* begin *

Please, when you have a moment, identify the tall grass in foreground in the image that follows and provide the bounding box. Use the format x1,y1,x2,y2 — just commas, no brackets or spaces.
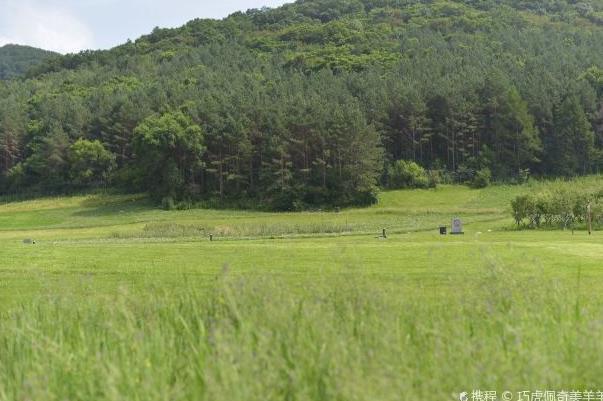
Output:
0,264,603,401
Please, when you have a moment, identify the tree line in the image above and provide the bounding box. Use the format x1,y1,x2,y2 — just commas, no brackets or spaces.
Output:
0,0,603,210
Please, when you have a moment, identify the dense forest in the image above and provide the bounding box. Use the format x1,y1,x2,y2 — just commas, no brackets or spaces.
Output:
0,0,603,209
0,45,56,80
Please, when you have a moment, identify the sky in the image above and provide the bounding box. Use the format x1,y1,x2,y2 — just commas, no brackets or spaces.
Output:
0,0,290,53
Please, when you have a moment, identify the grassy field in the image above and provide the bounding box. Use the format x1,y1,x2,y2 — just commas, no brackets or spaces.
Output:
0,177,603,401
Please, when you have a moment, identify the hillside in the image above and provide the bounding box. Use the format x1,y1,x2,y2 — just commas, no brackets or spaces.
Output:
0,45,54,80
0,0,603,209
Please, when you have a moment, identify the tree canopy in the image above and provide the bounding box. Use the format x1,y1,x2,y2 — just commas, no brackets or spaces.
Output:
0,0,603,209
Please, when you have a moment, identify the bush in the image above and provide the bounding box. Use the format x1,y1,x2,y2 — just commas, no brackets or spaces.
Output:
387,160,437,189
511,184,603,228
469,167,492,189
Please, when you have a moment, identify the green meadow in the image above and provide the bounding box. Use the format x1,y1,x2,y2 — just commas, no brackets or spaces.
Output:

* end *

DIRECTIONS FOR THIS TASK: Render every line of the listing above as a numbered list, one line per item, skipping blank lines and leaving out the picture.

OUTPUT BELOW:
1. Please, when you have a moment, identify the tall grass in foreground in the image that follows and provide the bounding box. Use the format x1,y1,x2,y2 — just commas, no brackets or spaces.
2. Output:
3. 0,264,603,401
4. Please, when you have a moment, identify the tree line in the image above and provide the bounding box. Use the format x1,y1,x2,y2 — just commas, no brackets or spaces.
5. Output:
6. 0,0,603,210
7. Please, when you have a moment, identify the dense forest in the image above and provide the bounding box. Use the format x1,y1,x2,y2 — just commas, no brackets or spaces.
8. Output:
9. 0,0,603,209
10. 0,45,56,80
11. Please, when you have a moment, identify the sky in the image above and provide the bounding box. Use the format x1,y1,x2,y2 — just commas, no brackets or spaces.
12. Output:
13. 0,0,290,53
14. Please, when you have a moment, identify the grassy field in the image above and provide the bounding box. Use the format x1,y1,x2,y2 — just commas, no brackets or spaces.
15. Output:
16. 0,177,603,401
17. Please, when you have a moment, identify the hillside in the image above and provide the bounding box. Use the format x1,y1,x2,y2 — just commas, no brackets or spaces.
18. Output:
19. 0,45,54,80
20. 0,0,603,209
21. Please, when you have a moment, identify the tree canopy in the image above and provide the bounding box. Use the format x1,y1,x2,y2 — just commas, no brackets or spaces.
22. Output:
23. 0,0,603,209
24. Please, when you have a moment, identify the bush in the image above and provide the bounding box. Use the format x1,y1,x2,y2 — just commas, no brackets or spaces.
25. Output:
26. 387,160,437,189
27. 511,184,603,228
28. 469,167,492,189
29. Please, when you have a moment, identify the green meadow in the image above and provide the bounding box. Use the format x1,y1,x2,y2 — just commas, no brackets or spaces.
30. Output:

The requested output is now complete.